§ RECORDS SUPPLIED:
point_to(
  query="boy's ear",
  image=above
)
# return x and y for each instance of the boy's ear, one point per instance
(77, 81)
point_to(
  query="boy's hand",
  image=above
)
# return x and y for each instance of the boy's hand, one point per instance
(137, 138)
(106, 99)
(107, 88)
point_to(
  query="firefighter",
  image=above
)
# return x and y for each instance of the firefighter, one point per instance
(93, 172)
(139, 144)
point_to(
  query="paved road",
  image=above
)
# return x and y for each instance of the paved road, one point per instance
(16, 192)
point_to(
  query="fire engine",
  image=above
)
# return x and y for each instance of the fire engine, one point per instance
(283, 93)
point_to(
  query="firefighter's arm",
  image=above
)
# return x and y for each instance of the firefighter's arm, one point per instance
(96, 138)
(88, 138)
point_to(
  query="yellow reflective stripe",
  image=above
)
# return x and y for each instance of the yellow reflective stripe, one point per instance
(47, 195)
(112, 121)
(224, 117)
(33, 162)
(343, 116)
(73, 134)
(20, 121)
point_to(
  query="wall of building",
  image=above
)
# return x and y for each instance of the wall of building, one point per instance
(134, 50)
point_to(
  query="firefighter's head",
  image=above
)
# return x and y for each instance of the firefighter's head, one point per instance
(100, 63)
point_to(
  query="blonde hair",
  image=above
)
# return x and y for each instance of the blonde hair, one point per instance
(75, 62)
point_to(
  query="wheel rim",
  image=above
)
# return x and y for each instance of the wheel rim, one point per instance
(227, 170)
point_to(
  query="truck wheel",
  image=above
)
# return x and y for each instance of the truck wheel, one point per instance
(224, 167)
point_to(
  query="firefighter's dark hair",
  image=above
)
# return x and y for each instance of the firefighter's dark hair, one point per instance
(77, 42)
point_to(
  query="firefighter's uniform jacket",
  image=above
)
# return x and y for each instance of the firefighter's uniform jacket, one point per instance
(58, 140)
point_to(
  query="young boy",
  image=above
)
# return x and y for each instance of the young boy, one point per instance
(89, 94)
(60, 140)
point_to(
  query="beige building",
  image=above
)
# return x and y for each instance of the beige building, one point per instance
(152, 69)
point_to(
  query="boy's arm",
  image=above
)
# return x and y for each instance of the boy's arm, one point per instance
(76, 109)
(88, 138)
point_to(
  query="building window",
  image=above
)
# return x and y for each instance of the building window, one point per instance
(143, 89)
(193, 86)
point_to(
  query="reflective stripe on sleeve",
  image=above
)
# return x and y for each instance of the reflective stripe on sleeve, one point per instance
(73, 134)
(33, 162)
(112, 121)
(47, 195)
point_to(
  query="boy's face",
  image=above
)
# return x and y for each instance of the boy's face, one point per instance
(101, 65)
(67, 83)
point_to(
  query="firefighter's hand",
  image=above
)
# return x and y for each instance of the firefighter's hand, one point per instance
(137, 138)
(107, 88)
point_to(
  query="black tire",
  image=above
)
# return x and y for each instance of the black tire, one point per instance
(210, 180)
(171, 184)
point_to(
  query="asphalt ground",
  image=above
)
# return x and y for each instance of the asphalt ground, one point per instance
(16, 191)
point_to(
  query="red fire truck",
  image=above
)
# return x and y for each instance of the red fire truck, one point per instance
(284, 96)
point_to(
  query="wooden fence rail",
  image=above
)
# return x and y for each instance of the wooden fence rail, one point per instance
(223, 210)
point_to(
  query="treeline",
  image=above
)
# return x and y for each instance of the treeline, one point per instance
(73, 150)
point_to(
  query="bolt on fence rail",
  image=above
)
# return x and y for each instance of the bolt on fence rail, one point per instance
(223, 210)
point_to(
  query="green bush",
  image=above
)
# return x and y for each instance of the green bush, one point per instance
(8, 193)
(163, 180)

§ EXERCISE BRIEF:
Every entry is to be repeated exactly as it stands.

§ EXERCISE OUTPUT:
point_to(
  query="boy's ear",
  image=above
)
# return x and y for each instance of the boy's ear, one point per instance
(77, 81)
point_to(
  query="boy's hand",
  image=above
)
# return x and y for each instance of the boy's hand, one point per instance
(137, 138)
(106, 99)
(107, 88)
point_to(
  query="firefighter",
  image=above
)
# return x and y for each instance of the firefighter, one point per instance
(93, 172)
(139, 144)
point_to(
  query="paved road",
  image=above
)
# return x and y for each instance of the paved road, one point per instance
(16, 192)
point_to(
  query="fire engine",
  image=above
)
# return x and y for each instance of the fire engine, one point per instance
(283, 93)
point_to(
  query="firefighter's arm",
  image=above
)
# return x and y for each instance of the firefighter's arm, one point per instance
(96, 138)
(88, 138)
point_to(
  query="yellow reflective stripe",
  image=above
)
# return x and y for each instance of the yellow reflective stripe, one point per instance
(47, 195)
(112, 121)
(224, 117)
(33, 162)
(343, 116)
(73, 134)
(20, 121)
point_to(
  query="wall of building",
  image=above
)
# return x and y for each instance of the wall of building, one point per instance
(134, 50)
point_to(
  query="firefighter's head",
  image=above
)
# return x and y for each instance of the firefighter's head, one point per instance
(100, 63)
point_to(
  query="blonde hair",
  image=above
)
# return x and y for each instance of the blonde hair, one point per instance
(75, 62)
point_to(
  query="wheel rim",
  image=above
)
# return x and y for each instance of the wheel rim, one point per instance
(227, 170)
point_to(
  query="truck wheel",
  image=above
)
# return x and y for each instance of the truck wheel, one point per instance
(224, 167)
point_to(
  query="firefighter's dark hair",
  image=above
)
# return x and y for each instance of the firefighter's dark hair, one point per instance
(77, 42)
point_to(
  query="firefighter's uniform jacket",
  image=above
)
# return x and y for each instance of the firefighter's uniform jacket, one point per instance
(58, 140)
point_to(
  query="young boy",
  image=above
)
# return x and y for each instance of the young boy, one point per instance
(89, 94)
(60, 140)
point_to(
  query="beige building",
  image=above
)
# return x and y for each instance of the beige building, one point per instance
(152, 69)
point_to(
  query="boy's arm",
  image=above
)
# return x and y for each instance of the boy's arm, one point per instance
(76, 109)
(88, 138)
point_to(
  query="building window",
  image=above
)
# return x and y for each instance of the building window, one point per instance
(143, 89)
(193, 86)
point_to(
  query="reflective stripe on sleeve",
  image=above
)
# return x and y for each instance of the reflective stripe on sleeve, one point per instance
(73, 134)
(33, 162)
(112, 121)
(47, 195)
point_to(
  query="boy's face",
  image=above
)
# return x and y for each instance of the boy's face, one point per instance
(101, 65)
(67, 83)
point_to(
  query="firefighter's hand",
  image=above
)
# return x and y for each instance of the firefighter's hand, one point per instance
(137, 138)
(107, 88)
point_to(
  query="black tire",
  image=above
)
# return x and y for each instance of the black tire, one point per instance
(210, 180)
(171, 184)
point_to(
  query="asphalt ground",
  image=above
)
# return x and y for each instance of the asphalt ground, one point per instance
(16, 191)
point_to(
  query="red fire truck",
  image=above
)
# return x and y for each instance of the red fire truck, one point per instance
(284, 96)
point_to(
  query="wooden fence rail",
  image=above
)
# return x and y for each instance of the wooden fence rail, one point per instance
(223, 210)
point_to(
  query="treeline",
  image=above
)
# return x and y for each instance of the treeline, one point per instance
(73, 150)
point_to(
  query="bolt on fence rail",
  image=above
)
# return x and y for each instance of the bolt on fence rail, one point per instance
(223, 210)
point_to(
  query="green bush",
  image=above
)
# return x and y for each instance of the green bush, one point per instance
(8, 193)
(163, 180)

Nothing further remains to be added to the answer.